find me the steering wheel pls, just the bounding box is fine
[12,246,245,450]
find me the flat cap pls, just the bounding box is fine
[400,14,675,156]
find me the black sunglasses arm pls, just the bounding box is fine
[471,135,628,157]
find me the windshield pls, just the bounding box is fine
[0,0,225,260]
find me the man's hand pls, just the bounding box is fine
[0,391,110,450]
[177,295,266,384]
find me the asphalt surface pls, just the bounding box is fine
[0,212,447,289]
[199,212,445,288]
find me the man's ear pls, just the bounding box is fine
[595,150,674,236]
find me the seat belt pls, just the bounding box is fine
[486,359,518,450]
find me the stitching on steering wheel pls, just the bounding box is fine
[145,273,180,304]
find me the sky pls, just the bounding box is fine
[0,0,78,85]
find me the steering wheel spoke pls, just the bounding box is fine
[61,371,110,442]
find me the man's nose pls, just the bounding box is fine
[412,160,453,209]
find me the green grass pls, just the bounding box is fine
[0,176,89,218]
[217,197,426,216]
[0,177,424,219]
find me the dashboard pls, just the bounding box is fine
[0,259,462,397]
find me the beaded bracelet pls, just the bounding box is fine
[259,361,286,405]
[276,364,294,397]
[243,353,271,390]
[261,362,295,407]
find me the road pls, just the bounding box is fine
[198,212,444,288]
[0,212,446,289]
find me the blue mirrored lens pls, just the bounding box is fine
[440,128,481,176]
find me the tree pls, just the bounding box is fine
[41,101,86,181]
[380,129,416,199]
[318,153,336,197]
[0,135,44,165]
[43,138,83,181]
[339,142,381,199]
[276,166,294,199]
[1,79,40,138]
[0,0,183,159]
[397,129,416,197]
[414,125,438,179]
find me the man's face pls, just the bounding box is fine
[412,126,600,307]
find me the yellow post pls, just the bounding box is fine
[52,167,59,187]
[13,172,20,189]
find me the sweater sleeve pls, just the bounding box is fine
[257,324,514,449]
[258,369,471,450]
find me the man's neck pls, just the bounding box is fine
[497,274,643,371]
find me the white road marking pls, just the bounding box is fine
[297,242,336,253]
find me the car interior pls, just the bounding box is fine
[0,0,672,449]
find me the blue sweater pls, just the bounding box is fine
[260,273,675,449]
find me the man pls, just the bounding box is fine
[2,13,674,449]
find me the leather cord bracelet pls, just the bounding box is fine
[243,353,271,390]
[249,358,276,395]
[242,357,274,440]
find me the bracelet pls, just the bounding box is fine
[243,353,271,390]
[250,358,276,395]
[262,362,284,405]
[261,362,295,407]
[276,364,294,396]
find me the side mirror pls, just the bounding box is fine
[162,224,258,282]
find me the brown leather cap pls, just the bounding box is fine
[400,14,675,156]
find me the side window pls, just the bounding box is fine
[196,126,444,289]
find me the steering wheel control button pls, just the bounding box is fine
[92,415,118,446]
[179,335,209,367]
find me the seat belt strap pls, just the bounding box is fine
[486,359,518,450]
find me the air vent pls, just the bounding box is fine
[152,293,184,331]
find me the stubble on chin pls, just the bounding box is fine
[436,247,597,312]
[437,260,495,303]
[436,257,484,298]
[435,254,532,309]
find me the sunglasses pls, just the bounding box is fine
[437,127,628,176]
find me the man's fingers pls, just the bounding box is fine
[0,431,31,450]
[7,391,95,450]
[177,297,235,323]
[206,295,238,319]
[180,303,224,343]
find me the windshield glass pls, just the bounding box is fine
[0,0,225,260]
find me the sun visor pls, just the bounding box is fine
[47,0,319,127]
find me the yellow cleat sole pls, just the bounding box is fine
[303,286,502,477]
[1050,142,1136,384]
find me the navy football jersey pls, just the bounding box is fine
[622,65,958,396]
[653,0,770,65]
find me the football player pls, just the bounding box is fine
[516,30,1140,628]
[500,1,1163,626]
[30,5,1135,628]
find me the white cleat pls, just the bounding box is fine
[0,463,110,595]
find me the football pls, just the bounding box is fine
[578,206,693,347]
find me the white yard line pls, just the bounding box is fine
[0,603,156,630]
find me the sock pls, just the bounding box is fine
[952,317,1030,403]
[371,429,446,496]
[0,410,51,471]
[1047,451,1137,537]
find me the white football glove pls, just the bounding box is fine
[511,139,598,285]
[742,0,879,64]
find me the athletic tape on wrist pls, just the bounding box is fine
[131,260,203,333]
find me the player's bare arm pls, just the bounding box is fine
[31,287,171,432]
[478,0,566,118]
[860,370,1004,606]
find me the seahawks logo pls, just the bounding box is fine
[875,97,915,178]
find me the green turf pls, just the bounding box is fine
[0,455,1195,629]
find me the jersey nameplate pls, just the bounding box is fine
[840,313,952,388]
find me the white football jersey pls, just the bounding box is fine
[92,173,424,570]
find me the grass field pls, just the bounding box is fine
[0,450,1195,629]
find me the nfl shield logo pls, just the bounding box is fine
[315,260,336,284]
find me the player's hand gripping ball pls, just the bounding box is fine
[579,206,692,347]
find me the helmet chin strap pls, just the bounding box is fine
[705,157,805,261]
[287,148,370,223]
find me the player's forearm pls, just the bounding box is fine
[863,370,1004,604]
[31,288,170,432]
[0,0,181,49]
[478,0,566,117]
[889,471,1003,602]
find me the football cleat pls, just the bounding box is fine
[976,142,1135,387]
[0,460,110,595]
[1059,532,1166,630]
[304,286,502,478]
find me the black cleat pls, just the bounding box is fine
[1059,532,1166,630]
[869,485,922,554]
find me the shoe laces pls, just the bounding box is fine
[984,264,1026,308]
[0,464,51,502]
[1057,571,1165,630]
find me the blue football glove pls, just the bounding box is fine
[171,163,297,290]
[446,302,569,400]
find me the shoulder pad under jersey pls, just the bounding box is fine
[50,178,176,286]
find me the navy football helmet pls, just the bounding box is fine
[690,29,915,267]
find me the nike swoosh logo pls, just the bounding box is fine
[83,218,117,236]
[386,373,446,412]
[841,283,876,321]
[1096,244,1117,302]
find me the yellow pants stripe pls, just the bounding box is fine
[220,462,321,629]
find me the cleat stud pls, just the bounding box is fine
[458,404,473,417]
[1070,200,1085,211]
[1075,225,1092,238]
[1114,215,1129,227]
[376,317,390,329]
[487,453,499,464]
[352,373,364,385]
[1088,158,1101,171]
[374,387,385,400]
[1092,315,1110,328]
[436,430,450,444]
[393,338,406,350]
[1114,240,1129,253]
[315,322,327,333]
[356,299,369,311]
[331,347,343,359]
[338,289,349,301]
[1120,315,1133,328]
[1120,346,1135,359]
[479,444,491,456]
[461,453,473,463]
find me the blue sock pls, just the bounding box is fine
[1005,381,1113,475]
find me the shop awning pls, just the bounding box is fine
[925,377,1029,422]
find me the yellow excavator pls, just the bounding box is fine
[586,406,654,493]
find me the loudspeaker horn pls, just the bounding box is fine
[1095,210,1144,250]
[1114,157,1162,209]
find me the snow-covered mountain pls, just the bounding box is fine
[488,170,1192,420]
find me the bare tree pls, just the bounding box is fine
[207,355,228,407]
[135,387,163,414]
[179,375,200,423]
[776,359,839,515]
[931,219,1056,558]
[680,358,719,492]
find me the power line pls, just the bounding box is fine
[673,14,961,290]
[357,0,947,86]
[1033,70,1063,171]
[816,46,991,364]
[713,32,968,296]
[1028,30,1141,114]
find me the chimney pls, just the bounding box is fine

» **ACTIVITY**:
Give the listing above again in full, exactly as written.

» **FINISHED EXERCISE**:
find me the steering wheel pls, just the bounding box is fine
[12,246,245,450]
find me the flat cap pls, just the bounding box is fine
[400,14,675,156]
find me the black sunglasses arm pls, just the bounding box is fine
[471,135,628,157]
find me the windshield pls, just the bounding box is fine
[0,0,225,260]
find me the man's hand pls, just the bounding box is fine
[0,391,110,450]
[177,295,266,384]
find me the asphalt surface pls, just the bounding box is fine
[0,212,447,289]
[199,212,445,288]
find me the man's ear pls, just the bounding box is fine
[595,150,674,236]
find me the seat belt pls, just the bounding box is fine
[486,359,518,450]
find me the stitching on steering wheel pls, just the bounding box is fine
[145,273,180,304]
find me the sky pls, just the bounding box is fine
[0,0,78,85]
find me the steering wheel spoke pls, just the bounding box is fine
[61,371,110,442]
find me the man's nose pls, just the bounding box is fine
[412,160,453,209]
find me the green grass pls, just the bounding box is fine
[0,176,89,218]
[217,197,426,216]
[0,177,424,219]
find me the dashboard pls, just the bounding box is fine
[0,259,462,397]
find me the beaded bracelet pls, just the bounding box is fine
[259,361,286,405]
[276,364,294,397]
[243,353,271,390]
[261,362,295,407]
find me the road pls, just the bounding box is fine
[198,212,444,288]
[0,212,446,289]
find me the blue mirrored lens pls, just the bounding box is fine
[440,128,481,176]
find me the tree pls, just the bounding box is fine
[41,101,86,181]
[380,129,416,199]
[318,153,336,197]
[0,135,44,165]
[43,138,83,181]
[339,142,381,199]
[276,166,294,199]
[1,79,40,138]
[0,0,183,159]
[397,129,416,197]
[414,125,438,179]
find me the man's face pls, just the bounding box is fine
[412,126,600,307]
find me the yellow post pls, just the bounding box is fine
[52,167,59,187]
[13,172,20,189]
find me the sweater sleeve pls, just the bounding box is fine
[257,324,514,449]
[258,369,471,450]
find me the man's neck pls, just the bounding box is fine
[497,274,643,371]
find me the white road marking pls, just the bounding box is fine
[297,242,336,253]
find me the car interior pls, just the bounding box is fine
[0,0,672,449]
find me the blue sweater pls, just the bounding box is fine
[260,273,675,449]
find me the man pls, just the bounding box is fine
[2,13,674,449]
find me the leather cord bracelet pls, just the bounding box is fine
[243,353,271,390]
[249,358,276,395]
[242,357,274,440]
find me the bracelet pls, just the bounding box is fine
[243,353,271,390]
[250,358,276,395]
[262,362,284,405]
[261,362,295,407]
[276,364,294,396]
find me the side mirror pls, just the bounding box is fine
[162,224,258,282]
find me the brown leather cap pls, just the bounding box is fine
[400,14,675,156]
find me the side window pls, just the bounding box is fine
[196,126,444,289]
find me the steering wheel control button pls, just the bounding box is fine
[92,415,118,446]
[179,335,209,367]
find me the seat belt strap pls, just the bounding box is fine
[486,359,518,450]
find me the air vent pls, just the bounding box is fine
[152,293,184,331]
find me the stubble on chin pls, just the bounding box is fine
[436,247,597,312]
[437,260,495,303]
[436,257,484,298]
[435,254,532,309]
find me the sunglasses pls, just the bounding box is fine
[437,127,628,176]
find me the man's fingers pls, just the bounding box is fine
[0,431,31,450]
[7,391,95,450]
[177,297,235,323]
[206,295,238,319]
[180,303,224,343]
find me the windshield glass pls, just the bounding box is fine
[0,0,225,260]
find me the sun visor pls, just the bounding box is fine
[47,0,319,127]
find me the yellow cleat sole pls, just the bounding box is fine
[303,286,502,477]
[1050,142,1136,384]
find me the navy football jersey pls, just the bounding box is fine
[622,65,958,396]
[653,0,770,65]
find me the football player pls, just the bounding box is fine
[516,30,1140,628]
[500,1,1163,626]
[30,5,1135,628]
find me the white cleat pls, just the bounding box is fine
[0,463,110,595]
find me the football pls, just the bounding box is fine
[578,206,693,347]
find me the white yard line pls, just the bounding box is fine
[0,603,156,630]
find me the sock pls, just the bounding box is fine
[952,317,1030,403]
[371,429,446,496]
[0,410,51,471]
[1047,451,1137,537]
find me the white football glove pls, just the bounding box is fine
[511,139,598,285]
[742,0,879,64]
find me the athletic tape on wrist pls, just the bounding box is fine
[131,260,203,333]
find me the player's bare arm pls, just the bounding box is fine
[31,287,171,432]
[478,0,566,118]
[860,370,1004,606]
find me the seahawks logo pls, just the bounding box is fine
[875,97,915,178]
find me the green turf pls, just the bounding box is fine
[0,455,1195,629]
find me the jersey nameplate pls, just the bounding box is fine
[840,313,952,388]
find me the white football jersey pls, just the bounding box is fine
[92,173,424,570]
find me the grass field pls, just the bounding box is fine
[0,450,1195,629]
find me the nfl shield logo pls, just the bounding box is fine
[315,260,336,284]
find me the player's hand gripping ball pls, just the bounding box is fine
[579,206,692,347]
find me the helmet chin strap pls, just the bounding box is fine
[705,157,805,261]
[287,148,370,223]
find me the player's forearm pls, just the bounding box is fine
[863,370,1004,604]
[31,288,170,432]
[0,0,181,49]
[478,0,566,117]
[889,471,1003,602]
find me the football cleat pls, just the bounding box is fine
[976,142,1135,387]
[0,460,110,595]
[1059,532,1166,630]
[304,286,502,478]
find me the black cleat pls, just the bounding box is fine
[1059,532,1166,630]
[869,485,922,554]
find me the shoe laces pls, just the bounding box is fine
[984,264,1026,308]
[0,464,51,502]
[1057,571,1165,630]
find me the blue football glove pls, just the bounding box is fine
[171,163,297,290]
[446,302,569,400]
find me the shoulder pad under jersey pls, just the bounding box is fine
[50,178,176,286]
find me the navy football helmet pls, just the bounding box is fine
[690,29,915,267]
find me the nike swoosh logo pls, just the bounding box is fine
[83,218,117,236]
[386,373,446,412]
[841,283,876,321]
[1096,244,1117,302]
find me the yellow pants stripe pls, just the bounding box is fine
[220,462,321,629]
find me the cleat stud pls, just the bounding box is fine
[458,404,473,417]
[1070,200,1085,211]
[1075,225,1092,238]
[1114,215,1129,227]
[376,317,390,329]
[487,453,499,464]
[352,373,364,385]
[1088,158,1101,171]
[374,387,385,400]
[1092,315,1110,328]
[436,430,450,444]
[393,338,406,350]
[1114,240,1129,253]
[315,322,327,333]
[356,299,369,311]
[331,347,343,359]
[338,289,349,301]
[1120,315,1133,328]
[1120,346,1135,359]
[479,444,491,456]
[461,453,473,463]
find me the blue sock pls, just the bounding box is fine
[1005,381,1113,475]
find me the shop awning pls, just the bounding box is fine
[925,377,1029,422]
find me the yellow excavator pls, just the bounding box is fine
[586,406,654,493]
find me the loudspeaker horn pls, just the bounding box is fine
[1095,210,1144,250]
[1114,157,1162,209]
find me the snow-covered mountain pls, just the bounding box is fine
[488,170,1192,420]
find me the bare tree pls, just the bounding box is fine
[207,355,228,407]
[135,387,163,414]
[179,375,200,423]
[776,359,839,515]
[931,219,1056,558]
[680,358,719,492]
find me the power line pls, just the bounding box is fine
[673,14,961,290]
[357,0,947,86]
[1033,70,1063,171]
[816,46,991,364]
[713,32,968,296]
[1028,30,1141,114]
find me the chimney pls, just the bounding box is fine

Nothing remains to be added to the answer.